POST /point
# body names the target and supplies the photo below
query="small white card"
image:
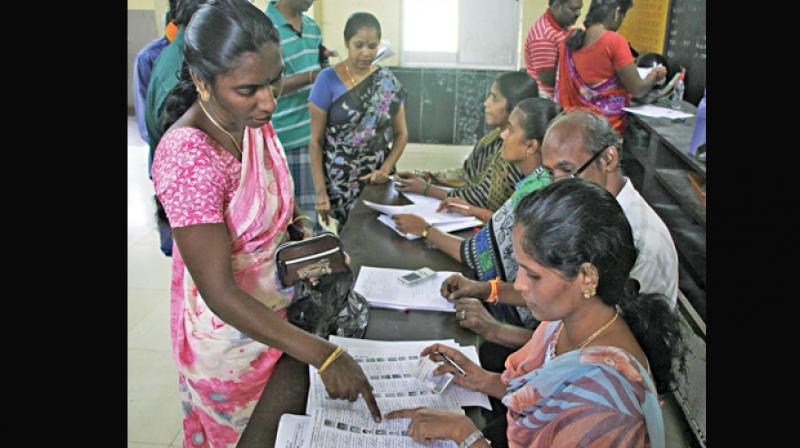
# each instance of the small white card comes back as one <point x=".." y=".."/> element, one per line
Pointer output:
<point x="424" y="373"/>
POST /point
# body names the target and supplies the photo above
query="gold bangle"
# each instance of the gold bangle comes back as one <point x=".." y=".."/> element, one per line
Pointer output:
<point x="332" y="357"/>
<point x="425" y="230"/>
<point x="495" y="293"/>
<point x="299" y="217"/>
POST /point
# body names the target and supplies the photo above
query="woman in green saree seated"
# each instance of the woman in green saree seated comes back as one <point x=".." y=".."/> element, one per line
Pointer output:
<point x="486" y="180"/>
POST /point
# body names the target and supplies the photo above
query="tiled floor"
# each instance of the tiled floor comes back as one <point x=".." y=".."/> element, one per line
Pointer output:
<point x="154" y="415"/>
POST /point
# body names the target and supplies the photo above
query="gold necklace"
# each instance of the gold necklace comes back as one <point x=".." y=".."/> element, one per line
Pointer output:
<point x="214" y="122"/>
<point x="347" y="67"/>
<point x="590" y="338"/>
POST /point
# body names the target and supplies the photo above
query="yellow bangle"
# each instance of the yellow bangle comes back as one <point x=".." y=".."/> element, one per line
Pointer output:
<point x="299" y="217"/>
<point x="495" y="294"/>
<point x="332" y="357"/>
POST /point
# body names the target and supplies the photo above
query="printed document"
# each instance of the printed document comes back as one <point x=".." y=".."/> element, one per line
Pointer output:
<point x="390" y="369"/>
<point x="383" y="289"/>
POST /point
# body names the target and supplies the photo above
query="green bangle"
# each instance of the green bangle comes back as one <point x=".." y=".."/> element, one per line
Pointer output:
<point x="427" y="187"/>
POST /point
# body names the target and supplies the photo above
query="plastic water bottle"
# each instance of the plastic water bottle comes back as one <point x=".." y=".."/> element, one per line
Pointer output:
<point x="677" y="94"/>
<point x="699" y="134"/>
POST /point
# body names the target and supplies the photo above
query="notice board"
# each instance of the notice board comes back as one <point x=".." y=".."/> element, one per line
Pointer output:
<point x="645" y="25"/>
<point x="686" y="44"/>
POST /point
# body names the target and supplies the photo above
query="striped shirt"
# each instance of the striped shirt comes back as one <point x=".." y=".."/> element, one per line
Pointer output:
<point x="490" y="180"/>
<point x="300" y="54"/>
<point x="541" y="48"/>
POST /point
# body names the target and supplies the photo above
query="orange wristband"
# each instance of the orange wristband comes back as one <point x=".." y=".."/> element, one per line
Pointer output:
<point x="495" y="294"/>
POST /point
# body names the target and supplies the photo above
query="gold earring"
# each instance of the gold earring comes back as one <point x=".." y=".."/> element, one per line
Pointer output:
<point x="204" y="95"/>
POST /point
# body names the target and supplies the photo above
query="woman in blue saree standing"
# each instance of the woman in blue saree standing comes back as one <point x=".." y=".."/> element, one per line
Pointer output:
<point x="356" y="111"/>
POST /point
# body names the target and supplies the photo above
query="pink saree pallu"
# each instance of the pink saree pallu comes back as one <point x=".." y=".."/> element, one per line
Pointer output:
<point x="222" y="372"/>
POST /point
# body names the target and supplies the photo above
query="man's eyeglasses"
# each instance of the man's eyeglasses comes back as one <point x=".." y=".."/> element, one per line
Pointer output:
<point x="570" y="175"/>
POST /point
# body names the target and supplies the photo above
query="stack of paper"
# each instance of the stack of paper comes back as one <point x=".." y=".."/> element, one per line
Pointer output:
<point x="424" y="207"/>
<point x="389" y="367"/>
<point x="383" y="289"/>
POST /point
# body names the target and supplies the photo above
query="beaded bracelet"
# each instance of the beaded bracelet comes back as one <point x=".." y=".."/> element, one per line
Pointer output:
<point x="495" y="294"/>
<point x="332" y="357"/>
<point x="299" y="217"/>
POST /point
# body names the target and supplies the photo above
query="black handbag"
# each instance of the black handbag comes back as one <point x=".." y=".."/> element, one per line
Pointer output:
<point x="324" y="301"/>
<point x="329" y="307"/>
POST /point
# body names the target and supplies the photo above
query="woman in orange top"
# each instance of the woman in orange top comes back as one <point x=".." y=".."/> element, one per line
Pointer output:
<point x="596" y="69"/>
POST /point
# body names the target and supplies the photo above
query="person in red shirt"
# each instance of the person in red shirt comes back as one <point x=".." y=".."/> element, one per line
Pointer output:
<point x="596" y="69"/>
<point x="544" y="38"/>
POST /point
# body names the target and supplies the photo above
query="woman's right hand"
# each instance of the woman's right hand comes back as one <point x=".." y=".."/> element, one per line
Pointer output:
<point x="456" y="205"/>
<point x="345" y="379"/>
<point x="457" y="286"/>
<point x="323" y="206"/>
<point x="657" y="75"/>
<point x="407" y="181"/>
<point x="475" y="377"/>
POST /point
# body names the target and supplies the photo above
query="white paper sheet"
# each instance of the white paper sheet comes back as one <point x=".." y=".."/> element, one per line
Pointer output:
<point x="420" y="199"/>
<point x="648" y="110"/>
<point x="390" y="367"/>
<point x="466" y="223"/>
<point x="294" y="431"/>
<point x="426" y="211"/>
<point x="382" y="288"/>
<point x="334" y="429"/>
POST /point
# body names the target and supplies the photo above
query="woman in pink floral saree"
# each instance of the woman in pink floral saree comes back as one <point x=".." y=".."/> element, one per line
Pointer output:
<point x="229" y="203"/>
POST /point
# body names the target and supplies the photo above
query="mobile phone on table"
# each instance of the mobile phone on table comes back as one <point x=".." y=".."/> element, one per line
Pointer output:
<point x="418" y="276"/>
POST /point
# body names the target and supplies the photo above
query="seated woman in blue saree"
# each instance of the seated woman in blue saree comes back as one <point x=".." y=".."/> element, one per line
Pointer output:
<point x="591" y="374"/>
<point x="356" y="111"/>
<point x="489" y="252"/>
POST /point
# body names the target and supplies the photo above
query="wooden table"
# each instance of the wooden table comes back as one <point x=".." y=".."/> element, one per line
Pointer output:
<point x="369" y="243"/>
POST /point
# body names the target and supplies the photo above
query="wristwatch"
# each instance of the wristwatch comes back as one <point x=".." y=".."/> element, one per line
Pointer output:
<point x="495" y="292"/>
<point x="425" y="230"/>
<point x="472" y="438"/>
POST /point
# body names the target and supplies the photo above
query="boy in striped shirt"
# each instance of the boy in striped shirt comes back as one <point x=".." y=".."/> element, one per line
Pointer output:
<point x="301" y="44"/>
<point x="544" y="38"/>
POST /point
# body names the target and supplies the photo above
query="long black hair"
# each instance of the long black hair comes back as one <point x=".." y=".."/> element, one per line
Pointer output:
<point x="598" y="12"/>
<point x="218" y="33"/>
<point x="515" y="87"/>
<point x="537" y="114"/>
<point x="359" y="20"/>
<point x="576" y="221"/>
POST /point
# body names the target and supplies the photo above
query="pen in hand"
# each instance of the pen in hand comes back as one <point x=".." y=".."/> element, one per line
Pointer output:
<point x="453" y="204"/>
<point x="450" y="361"/>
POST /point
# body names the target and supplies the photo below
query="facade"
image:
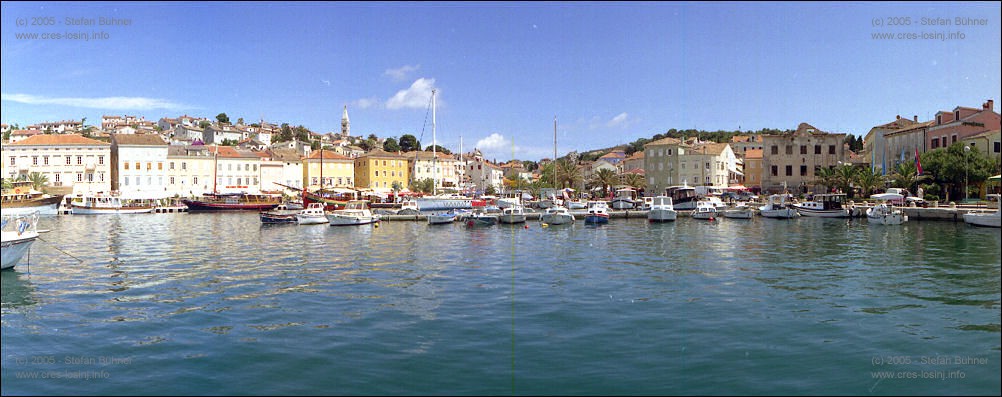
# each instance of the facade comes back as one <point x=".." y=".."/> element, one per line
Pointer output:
<point x="379" y="170"/>
<point x="138" y="165"/>
<point x="189" y="170"/>
<point x="331" y="170"/>
<point x="791" y="160"/>
<point x="71" y="163"/>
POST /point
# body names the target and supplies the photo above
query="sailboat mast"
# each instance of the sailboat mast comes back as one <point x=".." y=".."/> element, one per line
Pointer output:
<point x="434" y="152"/>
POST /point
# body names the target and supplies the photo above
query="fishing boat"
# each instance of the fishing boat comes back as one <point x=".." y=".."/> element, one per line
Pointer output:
<point x="739" y="212"/>
<point x="512" y="215"/>
<point x="356" y="212"/>
<point x="231" y="202"/>
<point x="22" y="199"/>
<point x="990" y="220"/>
<point x="883" y="214"/>
<point x="704" y="211"/>
<point x="101" y="204"/>
<point x="312" y="215"/>
<point x="556" y="216"/>
<point x="598" y="213"/>
<point x="826" y="206"/>
<point x="18" y="234"/>
<point x="661" y="210"/>
<point x="777" y="207"/>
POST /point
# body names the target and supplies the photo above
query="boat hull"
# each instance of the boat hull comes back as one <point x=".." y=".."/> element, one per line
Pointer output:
<point x="661" y="215"/>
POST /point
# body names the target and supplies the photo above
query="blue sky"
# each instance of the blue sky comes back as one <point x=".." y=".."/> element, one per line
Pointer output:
<point x="609" y="72"/>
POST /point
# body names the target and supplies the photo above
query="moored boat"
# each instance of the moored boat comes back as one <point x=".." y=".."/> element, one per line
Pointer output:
<point x="661" y="210"/>
<point x="356" y="212"/>
<point x="883" y="214"/>
<point x="17" y="236"/>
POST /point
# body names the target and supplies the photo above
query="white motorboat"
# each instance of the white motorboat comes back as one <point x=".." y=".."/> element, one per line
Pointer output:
<point x="598" y="213"/>
<point x="512" y="215"/>
<point x="312" y="215"/>
<point x="704" y="211"/>
<point x="105" y="204"/>
<point x="661" y="210"/>
<point x="777" y="207"/>
<point x="826" y="206"/>
<point x="17" y="236"/>
<point x="356" y="212"/>
<point x="556" y="216"/>
<point x="883" y="214"/>
<point x="990" y="220"/>
<point x="739" y="212"/>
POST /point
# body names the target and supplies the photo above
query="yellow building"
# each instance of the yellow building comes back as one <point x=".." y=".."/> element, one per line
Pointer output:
<point x="337" y="170"/>
<point x="379" y="169"/>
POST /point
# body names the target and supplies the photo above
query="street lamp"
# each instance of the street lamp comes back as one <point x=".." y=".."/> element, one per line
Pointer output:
<point x="966" y="149"/>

▸ **Description of the task**:
Identify every line above that contains the string "phone", with uppercase and lowercase treated as distinct, and copy each such line in full.

▸ **Expected answer**:
query="mobile phone on table"
# each instance of the mobile phone on table comes back as one <point x=".." y=".."/> element, one per line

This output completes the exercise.